Present the lines below as a numbered list, omitting any blank lines. Begin with the line containing "Put one point on each instance of the pink" and continue through the final line of the data records.
begin Record set
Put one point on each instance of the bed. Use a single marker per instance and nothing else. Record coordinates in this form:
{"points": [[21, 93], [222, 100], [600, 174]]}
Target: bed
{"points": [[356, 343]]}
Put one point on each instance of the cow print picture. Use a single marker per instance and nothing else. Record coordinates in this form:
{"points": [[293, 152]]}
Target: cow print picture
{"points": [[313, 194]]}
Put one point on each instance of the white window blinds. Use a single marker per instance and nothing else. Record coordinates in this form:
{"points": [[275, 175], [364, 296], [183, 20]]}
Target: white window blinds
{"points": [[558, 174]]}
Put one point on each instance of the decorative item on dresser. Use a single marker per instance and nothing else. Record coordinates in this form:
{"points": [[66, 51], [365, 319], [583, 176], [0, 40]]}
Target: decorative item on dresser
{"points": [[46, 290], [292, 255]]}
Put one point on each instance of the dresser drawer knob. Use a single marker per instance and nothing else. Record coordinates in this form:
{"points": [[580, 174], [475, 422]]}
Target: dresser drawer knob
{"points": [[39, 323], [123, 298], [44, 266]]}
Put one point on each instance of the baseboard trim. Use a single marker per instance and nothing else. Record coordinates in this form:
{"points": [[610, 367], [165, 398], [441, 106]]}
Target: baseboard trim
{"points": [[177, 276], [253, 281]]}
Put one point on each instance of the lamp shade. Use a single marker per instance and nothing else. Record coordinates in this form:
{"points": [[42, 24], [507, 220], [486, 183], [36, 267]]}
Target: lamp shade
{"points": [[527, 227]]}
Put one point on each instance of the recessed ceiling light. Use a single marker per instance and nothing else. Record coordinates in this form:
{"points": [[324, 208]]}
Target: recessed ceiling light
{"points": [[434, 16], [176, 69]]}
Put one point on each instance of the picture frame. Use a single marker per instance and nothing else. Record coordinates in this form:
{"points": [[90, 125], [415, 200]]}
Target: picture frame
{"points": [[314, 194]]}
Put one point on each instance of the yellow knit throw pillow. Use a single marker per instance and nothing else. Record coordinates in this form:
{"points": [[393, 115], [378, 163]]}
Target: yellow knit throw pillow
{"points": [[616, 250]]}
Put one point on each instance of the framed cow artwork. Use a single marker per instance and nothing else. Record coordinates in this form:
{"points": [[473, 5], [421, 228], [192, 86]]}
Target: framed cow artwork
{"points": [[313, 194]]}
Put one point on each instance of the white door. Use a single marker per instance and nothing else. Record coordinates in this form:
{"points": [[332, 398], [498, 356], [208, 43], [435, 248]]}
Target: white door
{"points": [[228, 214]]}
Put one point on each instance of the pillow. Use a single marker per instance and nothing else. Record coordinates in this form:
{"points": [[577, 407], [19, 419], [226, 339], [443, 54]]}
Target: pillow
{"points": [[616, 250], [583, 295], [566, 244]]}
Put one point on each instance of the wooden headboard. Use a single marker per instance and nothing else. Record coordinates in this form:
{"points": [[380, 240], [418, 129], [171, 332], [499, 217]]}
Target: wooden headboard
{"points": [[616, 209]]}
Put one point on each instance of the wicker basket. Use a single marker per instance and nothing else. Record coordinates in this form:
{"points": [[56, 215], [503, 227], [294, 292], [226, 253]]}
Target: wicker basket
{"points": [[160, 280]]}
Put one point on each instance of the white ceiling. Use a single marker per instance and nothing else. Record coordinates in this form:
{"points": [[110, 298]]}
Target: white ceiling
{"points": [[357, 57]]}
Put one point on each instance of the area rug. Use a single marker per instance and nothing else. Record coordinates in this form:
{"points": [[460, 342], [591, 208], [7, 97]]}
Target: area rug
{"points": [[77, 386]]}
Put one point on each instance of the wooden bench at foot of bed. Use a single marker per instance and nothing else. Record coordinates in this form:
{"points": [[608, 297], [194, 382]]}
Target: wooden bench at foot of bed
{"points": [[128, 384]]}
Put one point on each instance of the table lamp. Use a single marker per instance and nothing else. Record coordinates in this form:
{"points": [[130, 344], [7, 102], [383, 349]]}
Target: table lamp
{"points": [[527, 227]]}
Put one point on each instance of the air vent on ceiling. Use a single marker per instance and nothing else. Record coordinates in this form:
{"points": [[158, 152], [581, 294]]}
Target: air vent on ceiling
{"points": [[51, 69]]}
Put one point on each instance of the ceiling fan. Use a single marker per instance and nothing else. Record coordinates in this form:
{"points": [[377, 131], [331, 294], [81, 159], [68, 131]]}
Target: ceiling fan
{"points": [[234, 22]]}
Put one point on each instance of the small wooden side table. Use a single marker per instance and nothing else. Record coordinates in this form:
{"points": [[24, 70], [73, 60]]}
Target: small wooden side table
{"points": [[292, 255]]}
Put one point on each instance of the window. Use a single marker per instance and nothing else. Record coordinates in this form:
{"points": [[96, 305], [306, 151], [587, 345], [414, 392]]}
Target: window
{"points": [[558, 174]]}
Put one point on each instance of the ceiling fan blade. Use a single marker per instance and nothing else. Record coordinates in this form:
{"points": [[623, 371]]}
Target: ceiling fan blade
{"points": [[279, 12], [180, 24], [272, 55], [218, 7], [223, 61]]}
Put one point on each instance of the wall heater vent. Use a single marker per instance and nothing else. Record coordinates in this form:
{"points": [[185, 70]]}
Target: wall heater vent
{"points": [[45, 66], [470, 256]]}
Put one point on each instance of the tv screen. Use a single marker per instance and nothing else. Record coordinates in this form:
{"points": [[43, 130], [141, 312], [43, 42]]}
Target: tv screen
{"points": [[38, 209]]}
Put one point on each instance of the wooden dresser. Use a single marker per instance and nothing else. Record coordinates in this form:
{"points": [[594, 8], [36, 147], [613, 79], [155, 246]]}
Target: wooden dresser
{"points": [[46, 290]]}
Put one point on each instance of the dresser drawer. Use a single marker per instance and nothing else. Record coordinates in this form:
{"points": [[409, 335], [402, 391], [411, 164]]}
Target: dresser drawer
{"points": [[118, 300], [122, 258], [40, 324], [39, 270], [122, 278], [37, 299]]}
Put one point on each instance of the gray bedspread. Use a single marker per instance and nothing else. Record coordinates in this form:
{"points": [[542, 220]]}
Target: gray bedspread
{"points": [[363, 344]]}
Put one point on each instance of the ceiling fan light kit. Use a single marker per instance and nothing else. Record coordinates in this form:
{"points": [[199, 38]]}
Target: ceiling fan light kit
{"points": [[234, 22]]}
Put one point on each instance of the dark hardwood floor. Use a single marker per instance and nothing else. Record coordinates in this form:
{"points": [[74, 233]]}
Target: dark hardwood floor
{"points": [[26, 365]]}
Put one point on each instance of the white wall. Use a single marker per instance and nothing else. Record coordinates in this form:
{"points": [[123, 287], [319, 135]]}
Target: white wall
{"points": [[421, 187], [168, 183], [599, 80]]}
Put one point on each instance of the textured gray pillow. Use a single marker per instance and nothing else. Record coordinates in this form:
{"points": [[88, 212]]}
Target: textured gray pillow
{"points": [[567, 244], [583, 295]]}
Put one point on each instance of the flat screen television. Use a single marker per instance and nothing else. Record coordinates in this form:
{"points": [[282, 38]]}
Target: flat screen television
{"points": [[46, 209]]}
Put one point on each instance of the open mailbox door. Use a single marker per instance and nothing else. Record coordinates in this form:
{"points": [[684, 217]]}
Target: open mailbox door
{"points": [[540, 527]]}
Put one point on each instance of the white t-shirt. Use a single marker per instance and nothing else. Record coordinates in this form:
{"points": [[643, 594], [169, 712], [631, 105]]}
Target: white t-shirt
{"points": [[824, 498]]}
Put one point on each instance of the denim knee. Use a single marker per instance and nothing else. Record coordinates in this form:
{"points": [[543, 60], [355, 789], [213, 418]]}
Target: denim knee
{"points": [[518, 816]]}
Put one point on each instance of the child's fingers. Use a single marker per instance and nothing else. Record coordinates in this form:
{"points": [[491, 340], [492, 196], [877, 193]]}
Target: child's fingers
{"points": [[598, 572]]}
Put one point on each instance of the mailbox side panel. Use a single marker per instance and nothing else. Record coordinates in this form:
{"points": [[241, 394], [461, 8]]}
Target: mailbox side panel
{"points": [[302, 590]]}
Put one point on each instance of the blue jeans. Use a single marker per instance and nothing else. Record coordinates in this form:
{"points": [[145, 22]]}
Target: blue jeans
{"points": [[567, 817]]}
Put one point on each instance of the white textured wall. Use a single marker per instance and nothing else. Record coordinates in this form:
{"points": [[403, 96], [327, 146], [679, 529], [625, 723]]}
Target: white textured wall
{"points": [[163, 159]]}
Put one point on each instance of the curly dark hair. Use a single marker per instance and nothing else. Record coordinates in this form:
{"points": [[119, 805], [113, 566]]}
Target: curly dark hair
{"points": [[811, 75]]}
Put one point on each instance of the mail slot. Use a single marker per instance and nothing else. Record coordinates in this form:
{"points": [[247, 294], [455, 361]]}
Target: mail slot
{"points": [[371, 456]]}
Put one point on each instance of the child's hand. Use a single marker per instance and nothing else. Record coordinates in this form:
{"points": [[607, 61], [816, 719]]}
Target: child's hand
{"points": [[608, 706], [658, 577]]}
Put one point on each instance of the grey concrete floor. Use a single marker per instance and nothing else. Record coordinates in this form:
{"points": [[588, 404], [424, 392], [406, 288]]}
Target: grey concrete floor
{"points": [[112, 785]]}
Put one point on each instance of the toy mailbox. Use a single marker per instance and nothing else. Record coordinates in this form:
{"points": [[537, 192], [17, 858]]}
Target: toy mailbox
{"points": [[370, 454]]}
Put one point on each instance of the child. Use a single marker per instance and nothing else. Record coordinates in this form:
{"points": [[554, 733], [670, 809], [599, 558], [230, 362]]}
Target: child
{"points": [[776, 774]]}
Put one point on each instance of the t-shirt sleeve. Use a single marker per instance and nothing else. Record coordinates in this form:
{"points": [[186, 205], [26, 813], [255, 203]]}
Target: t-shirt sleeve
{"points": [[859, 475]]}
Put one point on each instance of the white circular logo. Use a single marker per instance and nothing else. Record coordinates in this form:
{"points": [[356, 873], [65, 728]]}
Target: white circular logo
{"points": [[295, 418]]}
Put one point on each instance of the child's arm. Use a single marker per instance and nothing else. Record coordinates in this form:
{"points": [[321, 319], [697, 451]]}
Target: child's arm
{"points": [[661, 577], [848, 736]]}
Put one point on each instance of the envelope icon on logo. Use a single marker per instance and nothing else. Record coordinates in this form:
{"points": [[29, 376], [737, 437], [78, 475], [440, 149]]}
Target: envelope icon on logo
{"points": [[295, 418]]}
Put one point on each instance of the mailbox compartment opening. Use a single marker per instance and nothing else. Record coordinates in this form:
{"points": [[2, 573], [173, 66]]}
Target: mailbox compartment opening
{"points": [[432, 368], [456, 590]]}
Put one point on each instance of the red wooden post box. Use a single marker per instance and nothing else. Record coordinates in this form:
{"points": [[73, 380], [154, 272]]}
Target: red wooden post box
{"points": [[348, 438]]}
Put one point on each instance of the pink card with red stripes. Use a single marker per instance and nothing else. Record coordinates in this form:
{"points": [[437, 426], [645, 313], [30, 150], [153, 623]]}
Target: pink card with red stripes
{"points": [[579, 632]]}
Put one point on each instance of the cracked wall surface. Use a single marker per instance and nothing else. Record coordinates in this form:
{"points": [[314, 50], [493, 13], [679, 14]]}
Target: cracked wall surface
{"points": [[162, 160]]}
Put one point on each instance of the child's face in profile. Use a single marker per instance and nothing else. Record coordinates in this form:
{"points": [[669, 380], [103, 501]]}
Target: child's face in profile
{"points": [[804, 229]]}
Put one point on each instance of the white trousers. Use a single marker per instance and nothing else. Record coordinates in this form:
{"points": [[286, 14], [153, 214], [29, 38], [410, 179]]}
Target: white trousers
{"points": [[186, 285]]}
end Record set
Exercise answer:
1. Put one point on each instance of the pink card with red stripes. Use a single marker per instance and nothing else. Record coordinates in this form:
2. {"points": [[437, 426], [645, 313], [30, 150], [153, 623]]}
3. Target: pink card with red stripes
4. {"points": [[579, 632]]}
5. Put one point on each instance of the cracked wall surface. Use a single marker per instance and nothing else. Record coordinates in this form:
6. {"points": [[314, 50], [493, 13], [679, 14]]}
7. Target: cracked wall surface
8. {"points": [[162, 160]]}
9. Put one point on each instance of the child's face in profile. Use a single marker per instance and nothing else. Record coordinates in this form:
10. {"points": [[669, 380], [103, 501]]}
11. Target: child's face in profile
12. {"points": [[804, 229]]}
13. Put one point on each instance of the white trousers. Use a single marker per instance and nothing else. Record coordinates in this form:
14. {"points": [[286, 14], [153, 214], [29, 38], [410, 179]]}
15. Target: white trousers
16. {"points": [[186, 285]]}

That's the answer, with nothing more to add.